[Page text Boundary: Start]

It's like wrestling an alligator and then blaming the alligator when you get bit. They knew it was an alligator; it told you it was an alligator.
I am truly upset and disgusted by that quote. It is beyond me how anyone could express such harmful views, and it is disheartening to know that these kinds of thoughts exist. The words are not only hurtful, but they also reflect a deep lack of empathy and understanding. It is hard to believe that anyone would think this way, and it leaves me feeling both frustrated and disgusted. They know who they are, and they ought to be ashamed of themselves.
Consent is Non Negotiable!!!
In recent times, I've seen a troubling trend within the BDSM and kink community: the dismissal of individuals who speak out about violations of their consent or personal boundaries. This goes beyond mere disagreement. It is a toxic mindset that essentially shames those who have bravely shared their experiences of discomfort or abuse. The very notion that someone should be labeled as a “complainer” or blamed for their own victimization because they chose to participate in what some define as “risky play” is not only disgusting, it is a fundamental misunderstanding of the principles on which BDSM and kink stand.

[Page text Boundary: End]

**Check your understanding**
1) Sum up the post on consent in two sentences.
2) Rewrite the post on consent from "I am truly upset" to "is Non Negotiable!!!", changing "frustrated" to "angry".

[Input data Boundary: Start]

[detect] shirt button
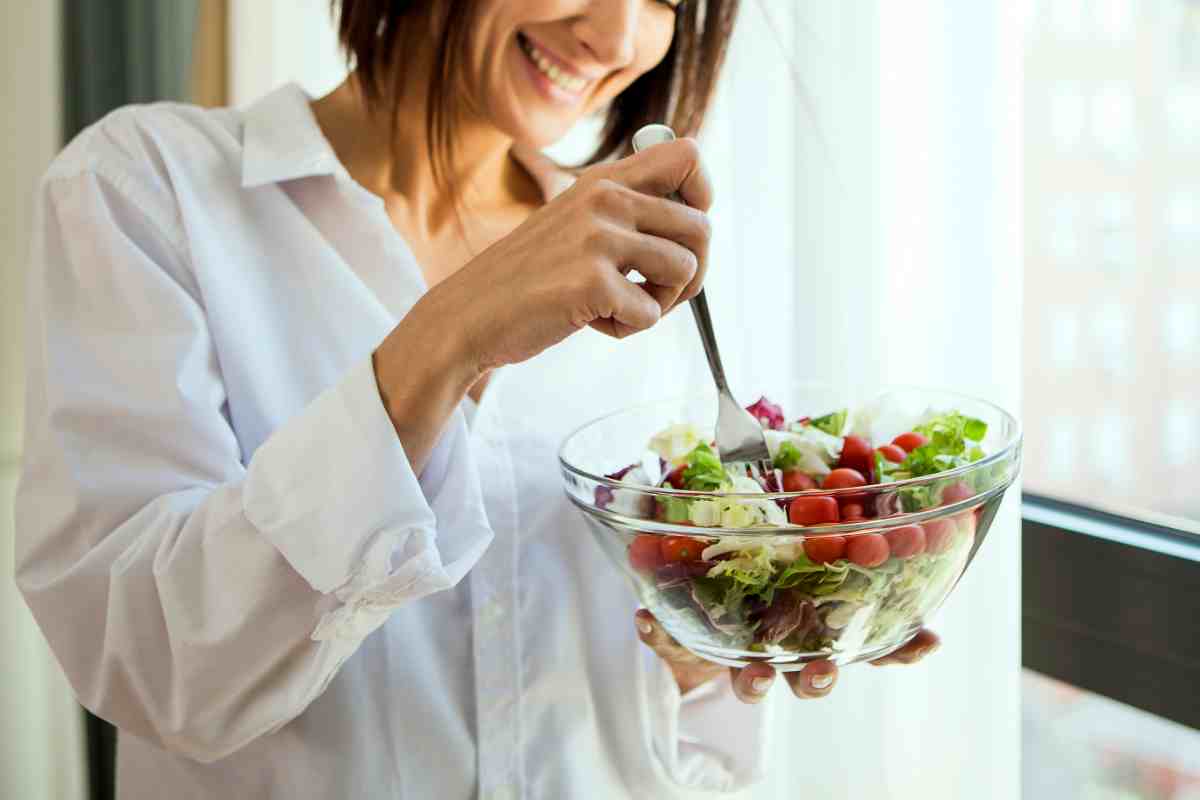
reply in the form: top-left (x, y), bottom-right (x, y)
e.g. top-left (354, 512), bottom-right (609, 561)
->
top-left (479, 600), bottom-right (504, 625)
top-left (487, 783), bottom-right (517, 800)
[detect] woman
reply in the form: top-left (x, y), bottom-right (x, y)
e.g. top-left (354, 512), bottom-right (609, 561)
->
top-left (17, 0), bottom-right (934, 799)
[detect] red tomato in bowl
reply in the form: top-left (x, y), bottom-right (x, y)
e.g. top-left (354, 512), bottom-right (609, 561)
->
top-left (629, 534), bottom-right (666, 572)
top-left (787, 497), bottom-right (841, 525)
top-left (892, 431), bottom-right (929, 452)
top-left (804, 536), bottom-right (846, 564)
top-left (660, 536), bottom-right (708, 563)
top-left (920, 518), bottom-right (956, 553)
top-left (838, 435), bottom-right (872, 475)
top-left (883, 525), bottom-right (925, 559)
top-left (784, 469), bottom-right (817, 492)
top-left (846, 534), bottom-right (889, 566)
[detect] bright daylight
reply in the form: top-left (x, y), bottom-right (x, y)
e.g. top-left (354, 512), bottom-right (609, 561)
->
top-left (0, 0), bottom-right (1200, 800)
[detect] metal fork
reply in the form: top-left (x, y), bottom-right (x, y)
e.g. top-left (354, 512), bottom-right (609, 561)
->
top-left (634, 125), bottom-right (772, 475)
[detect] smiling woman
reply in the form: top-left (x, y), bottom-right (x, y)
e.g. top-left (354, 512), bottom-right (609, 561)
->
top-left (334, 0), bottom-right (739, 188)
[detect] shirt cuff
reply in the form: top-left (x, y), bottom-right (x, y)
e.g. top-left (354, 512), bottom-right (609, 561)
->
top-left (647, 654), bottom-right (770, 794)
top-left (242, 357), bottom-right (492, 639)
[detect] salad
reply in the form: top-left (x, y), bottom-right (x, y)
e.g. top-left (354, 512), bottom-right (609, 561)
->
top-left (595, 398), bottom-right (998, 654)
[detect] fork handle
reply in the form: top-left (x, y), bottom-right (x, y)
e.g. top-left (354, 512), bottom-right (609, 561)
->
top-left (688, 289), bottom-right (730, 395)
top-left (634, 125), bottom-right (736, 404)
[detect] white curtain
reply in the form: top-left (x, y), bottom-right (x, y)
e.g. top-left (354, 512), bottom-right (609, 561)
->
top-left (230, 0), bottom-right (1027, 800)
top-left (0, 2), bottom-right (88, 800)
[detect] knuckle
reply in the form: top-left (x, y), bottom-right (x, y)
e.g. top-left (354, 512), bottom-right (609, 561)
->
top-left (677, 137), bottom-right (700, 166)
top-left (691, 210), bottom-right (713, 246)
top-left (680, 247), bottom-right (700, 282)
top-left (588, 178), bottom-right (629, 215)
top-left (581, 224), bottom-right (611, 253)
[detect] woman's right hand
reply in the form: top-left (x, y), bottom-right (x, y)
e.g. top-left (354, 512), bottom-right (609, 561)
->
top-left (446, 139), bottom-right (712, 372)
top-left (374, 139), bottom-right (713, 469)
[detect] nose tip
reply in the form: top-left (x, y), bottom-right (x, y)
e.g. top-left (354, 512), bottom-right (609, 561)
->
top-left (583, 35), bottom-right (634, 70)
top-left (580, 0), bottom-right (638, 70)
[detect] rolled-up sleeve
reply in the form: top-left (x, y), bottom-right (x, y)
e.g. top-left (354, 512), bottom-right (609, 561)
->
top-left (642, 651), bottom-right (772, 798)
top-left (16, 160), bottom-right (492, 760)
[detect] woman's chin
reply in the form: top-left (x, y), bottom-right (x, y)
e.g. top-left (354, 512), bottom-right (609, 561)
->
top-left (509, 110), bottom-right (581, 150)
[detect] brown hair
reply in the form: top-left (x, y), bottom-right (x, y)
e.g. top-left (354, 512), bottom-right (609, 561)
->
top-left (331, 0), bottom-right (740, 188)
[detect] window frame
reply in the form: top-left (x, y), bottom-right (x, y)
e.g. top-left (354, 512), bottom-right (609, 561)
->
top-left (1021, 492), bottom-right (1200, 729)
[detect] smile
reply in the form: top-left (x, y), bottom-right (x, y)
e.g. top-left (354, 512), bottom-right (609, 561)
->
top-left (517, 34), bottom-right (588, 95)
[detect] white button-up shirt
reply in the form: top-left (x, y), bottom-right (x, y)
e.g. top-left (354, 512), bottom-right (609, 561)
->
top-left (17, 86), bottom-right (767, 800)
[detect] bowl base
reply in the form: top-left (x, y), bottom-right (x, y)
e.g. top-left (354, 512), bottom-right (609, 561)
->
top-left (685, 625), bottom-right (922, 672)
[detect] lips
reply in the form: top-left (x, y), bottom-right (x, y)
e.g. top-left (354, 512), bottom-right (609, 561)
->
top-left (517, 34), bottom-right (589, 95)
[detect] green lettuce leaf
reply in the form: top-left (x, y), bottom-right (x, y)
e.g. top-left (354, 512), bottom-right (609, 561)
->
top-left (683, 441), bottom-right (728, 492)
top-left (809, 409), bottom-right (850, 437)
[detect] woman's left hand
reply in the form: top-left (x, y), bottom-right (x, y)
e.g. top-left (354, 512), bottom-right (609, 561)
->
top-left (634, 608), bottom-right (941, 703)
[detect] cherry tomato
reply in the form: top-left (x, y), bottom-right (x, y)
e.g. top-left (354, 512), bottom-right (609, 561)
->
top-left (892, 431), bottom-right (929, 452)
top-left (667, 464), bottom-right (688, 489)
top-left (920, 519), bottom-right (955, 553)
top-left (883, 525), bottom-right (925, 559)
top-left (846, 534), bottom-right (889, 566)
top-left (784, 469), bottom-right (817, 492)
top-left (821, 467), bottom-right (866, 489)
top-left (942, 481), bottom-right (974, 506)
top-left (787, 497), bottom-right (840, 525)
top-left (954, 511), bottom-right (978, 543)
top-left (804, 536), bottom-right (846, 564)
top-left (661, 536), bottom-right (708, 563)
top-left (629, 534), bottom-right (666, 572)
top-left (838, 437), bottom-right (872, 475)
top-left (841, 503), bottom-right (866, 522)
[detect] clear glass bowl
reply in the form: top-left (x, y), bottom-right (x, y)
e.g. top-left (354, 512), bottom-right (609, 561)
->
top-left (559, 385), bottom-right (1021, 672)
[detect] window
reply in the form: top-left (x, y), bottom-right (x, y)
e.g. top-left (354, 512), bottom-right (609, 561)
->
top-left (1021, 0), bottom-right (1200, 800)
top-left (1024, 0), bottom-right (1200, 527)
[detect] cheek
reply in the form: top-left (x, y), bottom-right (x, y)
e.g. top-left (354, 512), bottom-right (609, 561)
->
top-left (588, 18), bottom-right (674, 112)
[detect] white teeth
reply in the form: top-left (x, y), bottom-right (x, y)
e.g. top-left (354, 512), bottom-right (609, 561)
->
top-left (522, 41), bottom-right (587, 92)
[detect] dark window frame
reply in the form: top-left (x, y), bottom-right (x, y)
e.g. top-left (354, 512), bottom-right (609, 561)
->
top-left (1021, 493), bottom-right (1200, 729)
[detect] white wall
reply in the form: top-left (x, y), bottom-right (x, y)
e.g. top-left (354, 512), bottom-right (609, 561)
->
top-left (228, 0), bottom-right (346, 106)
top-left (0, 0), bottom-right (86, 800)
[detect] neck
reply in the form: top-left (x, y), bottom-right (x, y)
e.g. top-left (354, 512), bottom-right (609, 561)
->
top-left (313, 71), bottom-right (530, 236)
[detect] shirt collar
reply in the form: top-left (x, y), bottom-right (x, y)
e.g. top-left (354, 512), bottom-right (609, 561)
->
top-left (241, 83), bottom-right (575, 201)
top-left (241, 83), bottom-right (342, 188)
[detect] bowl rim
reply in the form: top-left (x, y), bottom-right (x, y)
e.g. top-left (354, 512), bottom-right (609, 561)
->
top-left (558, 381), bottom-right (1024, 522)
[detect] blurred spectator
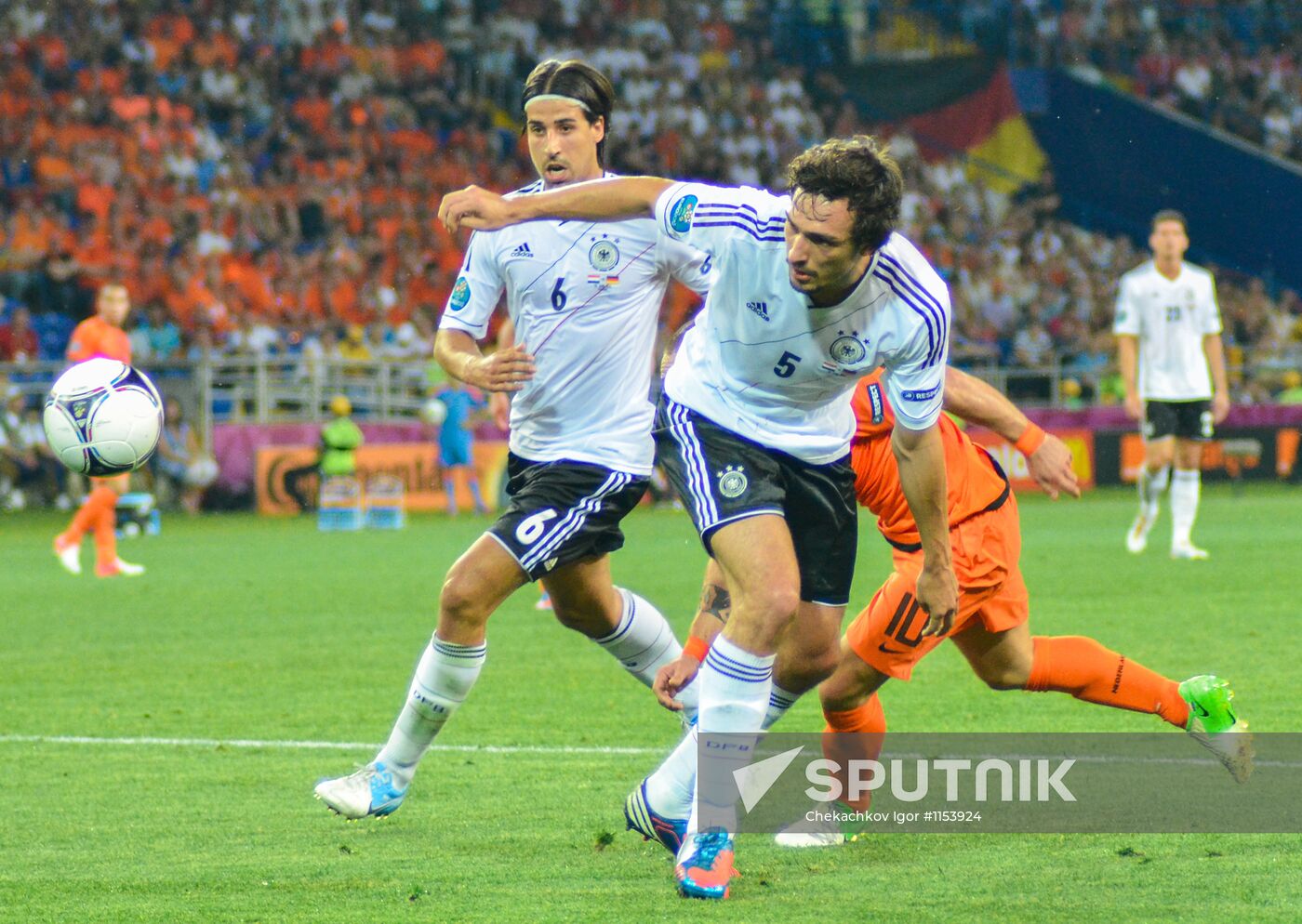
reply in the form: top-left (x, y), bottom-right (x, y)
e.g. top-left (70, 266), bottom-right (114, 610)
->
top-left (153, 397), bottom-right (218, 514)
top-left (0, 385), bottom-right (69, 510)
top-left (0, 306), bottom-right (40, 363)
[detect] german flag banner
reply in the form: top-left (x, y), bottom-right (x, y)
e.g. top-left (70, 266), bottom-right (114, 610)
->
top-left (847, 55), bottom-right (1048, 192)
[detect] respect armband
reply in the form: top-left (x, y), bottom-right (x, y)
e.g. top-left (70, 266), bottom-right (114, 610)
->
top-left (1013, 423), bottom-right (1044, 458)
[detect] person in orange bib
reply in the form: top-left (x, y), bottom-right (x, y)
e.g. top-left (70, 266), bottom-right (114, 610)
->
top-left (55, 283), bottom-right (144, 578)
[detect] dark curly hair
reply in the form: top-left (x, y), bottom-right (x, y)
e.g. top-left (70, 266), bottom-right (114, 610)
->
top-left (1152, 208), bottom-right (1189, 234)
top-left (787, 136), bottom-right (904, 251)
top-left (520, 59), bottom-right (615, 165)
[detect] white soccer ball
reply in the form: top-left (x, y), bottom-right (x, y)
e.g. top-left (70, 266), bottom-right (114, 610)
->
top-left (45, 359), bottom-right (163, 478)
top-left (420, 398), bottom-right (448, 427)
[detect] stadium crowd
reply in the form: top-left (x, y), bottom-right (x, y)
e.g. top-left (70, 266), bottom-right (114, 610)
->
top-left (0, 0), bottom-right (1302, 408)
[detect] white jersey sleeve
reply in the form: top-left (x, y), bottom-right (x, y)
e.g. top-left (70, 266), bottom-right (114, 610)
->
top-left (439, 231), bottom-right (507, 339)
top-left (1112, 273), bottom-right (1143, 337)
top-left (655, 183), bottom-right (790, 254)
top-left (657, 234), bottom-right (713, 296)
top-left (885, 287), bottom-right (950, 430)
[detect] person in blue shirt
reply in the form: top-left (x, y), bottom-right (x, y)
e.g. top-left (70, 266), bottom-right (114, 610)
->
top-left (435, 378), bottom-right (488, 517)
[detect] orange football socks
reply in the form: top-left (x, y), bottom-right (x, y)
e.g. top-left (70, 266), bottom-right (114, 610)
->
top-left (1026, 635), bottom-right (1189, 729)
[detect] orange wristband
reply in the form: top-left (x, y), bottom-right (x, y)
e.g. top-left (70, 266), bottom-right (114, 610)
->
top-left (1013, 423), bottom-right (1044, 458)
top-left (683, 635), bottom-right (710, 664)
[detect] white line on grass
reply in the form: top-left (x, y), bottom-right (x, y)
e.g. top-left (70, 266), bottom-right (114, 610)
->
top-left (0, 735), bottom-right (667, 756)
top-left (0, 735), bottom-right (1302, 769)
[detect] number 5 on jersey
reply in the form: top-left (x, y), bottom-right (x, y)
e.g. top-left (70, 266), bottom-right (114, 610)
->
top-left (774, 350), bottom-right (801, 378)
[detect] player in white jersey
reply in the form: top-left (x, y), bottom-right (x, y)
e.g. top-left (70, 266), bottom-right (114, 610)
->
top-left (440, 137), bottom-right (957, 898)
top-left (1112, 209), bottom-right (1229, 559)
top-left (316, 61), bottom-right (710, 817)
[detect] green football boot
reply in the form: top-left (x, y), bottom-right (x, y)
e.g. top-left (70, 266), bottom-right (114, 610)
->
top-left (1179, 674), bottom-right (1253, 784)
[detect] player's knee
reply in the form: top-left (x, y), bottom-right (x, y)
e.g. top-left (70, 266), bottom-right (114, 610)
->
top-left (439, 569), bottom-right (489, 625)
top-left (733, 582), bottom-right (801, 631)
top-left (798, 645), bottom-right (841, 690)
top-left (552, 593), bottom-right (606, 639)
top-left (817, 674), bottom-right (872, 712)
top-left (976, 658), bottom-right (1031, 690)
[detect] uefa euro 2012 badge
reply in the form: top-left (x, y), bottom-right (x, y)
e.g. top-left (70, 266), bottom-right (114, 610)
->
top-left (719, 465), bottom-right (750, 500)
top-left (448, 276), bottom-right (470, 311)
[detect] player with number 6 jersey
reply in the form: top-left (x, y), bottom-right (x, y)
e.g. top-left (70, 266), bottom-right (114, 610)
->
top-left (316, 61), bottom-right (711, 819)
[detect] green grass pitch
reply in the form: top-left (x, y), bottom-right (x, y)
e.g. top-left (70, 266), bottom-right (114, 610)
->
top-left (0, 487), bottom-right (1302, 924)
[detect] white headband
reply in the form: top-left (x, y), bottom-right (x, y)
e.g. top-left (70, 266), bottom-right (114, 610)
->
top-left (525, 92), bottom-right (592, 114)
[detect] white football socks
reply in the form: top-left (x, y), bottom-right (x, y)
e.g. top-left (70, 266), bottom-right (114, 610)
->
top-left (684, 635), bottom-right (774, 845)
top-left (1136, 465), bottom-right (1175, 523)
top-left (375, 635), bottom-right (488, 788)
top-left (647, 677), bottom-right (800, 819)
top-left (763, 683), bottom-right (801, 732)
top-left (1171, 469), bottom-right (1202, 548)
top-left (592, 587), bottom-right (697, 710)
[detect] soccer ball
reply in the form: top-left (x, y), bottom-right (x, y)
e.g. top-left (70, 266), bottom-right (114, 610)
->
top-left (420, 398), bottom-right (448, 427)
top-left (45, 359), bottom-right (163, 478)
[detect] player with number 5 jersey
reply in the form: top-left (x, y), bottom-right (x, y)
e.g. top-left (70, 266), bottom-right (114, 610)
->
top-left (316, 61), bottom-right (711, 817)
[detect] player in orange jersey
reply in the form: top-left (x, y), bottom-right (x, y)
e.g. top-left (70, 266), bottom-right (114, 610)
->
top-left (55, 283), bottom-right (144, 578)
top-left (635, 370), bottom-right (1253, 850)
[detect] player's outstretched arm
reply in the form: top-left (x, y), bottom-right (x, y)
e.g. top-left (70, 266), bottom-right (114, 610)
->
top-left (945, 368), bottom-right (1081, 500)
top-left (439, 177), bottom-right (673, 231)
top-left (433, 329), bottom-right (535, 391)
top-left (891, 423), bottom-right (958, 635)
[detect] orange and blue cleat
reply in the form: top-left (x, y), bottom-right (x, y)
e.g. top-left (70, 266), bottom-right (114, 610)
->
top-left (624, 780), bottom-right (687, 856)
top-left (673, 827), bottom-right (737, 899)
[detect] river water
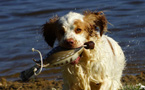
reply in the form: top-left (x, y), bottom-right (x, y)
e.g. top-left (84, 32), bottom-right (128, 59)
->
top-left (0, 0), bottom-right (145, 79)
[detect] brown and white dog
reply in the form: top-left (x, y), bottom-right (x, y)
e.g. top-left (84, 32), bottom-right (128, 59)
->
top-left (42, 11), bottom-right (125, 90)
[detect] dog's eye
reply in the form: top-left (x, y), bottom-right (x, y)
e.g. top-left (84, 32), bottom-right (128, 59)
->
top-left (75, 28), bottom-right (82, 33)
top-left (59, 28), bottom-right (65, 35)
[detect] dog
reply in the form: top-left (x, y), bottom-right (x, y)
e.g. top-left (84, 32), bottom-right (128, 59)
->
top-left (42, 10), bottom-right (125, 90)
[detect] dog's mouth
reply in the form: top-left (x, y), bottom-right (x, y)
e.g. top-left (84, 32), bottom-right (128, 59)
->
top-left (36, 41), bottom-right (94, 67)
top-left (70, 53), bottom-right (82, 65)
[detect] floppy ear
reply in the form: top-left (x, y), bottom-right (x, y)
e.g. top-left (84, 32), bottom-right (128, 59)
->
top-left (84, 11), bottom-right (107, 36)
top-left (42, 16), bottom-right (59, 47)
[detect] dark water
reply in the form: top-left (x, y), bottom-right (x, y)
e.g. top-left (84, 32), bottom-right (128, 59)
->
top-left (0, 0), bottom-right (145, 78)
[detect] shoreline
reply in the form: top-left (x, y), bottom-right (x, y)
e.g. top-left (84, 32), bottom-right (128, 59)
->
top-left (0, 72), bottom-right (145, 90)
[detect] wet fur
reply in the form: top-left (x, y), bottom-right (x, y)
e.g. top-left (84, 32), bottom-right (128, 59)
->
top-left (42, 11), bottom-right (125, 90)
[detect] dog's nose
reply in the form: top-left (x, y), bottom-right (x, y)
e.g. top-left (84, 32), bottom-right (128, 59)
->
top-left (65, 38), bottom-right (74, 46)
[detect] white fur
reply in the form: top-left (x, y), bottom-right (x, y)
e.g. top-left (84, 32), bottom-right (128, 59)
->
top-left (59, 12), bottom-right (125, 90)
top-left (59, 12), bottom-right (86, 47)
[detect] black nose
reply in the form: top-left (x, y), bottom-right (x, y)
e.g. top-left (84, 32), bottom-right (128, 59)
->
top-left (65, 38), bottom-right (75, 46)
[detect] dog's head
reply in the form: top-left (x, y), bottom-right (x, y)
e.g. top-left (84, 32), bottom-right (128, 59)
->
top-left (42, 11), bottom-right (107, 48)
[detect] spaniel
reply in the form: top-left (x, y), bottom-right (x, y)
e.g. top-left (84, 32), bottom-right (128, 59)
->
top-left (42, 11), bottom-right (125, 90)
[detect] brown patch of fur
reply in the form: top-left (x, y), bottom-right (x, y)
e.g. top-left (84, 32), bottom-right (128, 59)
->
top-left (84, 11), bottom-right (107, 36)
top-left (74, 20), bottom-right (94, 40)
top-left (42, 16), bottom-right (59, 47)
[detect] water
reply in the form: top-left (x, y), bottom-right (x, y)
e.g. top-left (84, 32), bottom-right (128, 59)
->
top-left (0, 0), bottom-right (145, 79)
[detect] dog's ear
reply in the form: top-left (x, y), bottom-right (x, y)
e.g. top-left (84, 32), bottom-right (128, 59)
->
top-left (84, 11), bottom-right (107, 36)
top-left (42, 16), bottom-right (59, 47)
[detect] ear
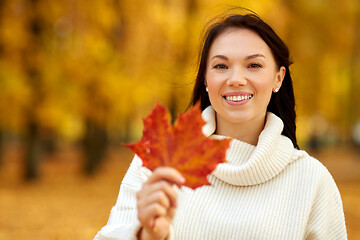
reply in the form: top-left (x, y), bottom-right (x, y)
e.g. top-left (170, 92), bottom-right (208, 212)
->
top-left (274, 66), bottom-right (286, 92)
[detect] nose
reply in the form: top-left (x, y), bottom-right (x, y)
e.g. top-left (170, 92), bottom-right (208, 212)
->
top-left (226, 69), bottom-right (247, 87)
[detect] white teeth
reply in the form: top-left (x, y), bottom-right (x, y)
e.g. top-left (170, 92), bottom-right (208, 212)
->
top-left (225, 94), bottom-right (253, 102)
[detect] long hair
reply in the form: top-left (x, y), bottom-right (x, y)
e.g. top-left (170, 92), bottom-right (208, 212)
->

[Input data Boundary: End]

**Responses to the tasks**
1) The writer is upset and disgusted by a quote comparing someone to a person who wrestles an alligator and then blames it for biting, and insists that consent is non-negotiable. The writer describes a troubling trend in the BDSM and kink community of dismissing and shaming people who speak out about violations of their consent or boundaries, calling this a fundamental misunderstanding of the principles the community stands on.

2)
I am truly upset and disgusted by that quote. It is beyond me how anyone could express such harmful views, and it is disheartening to know that these kinds of thoughts exist. The words are not only hurtful, but they also reflect a deep lack of empathy and understanding. It is hard to believe that anyone would think this way, and it leaves me feeling both angry and disgusted. They know who they are, and they ought to be ashamed of themselves.
Consent is Non Negotiable!!!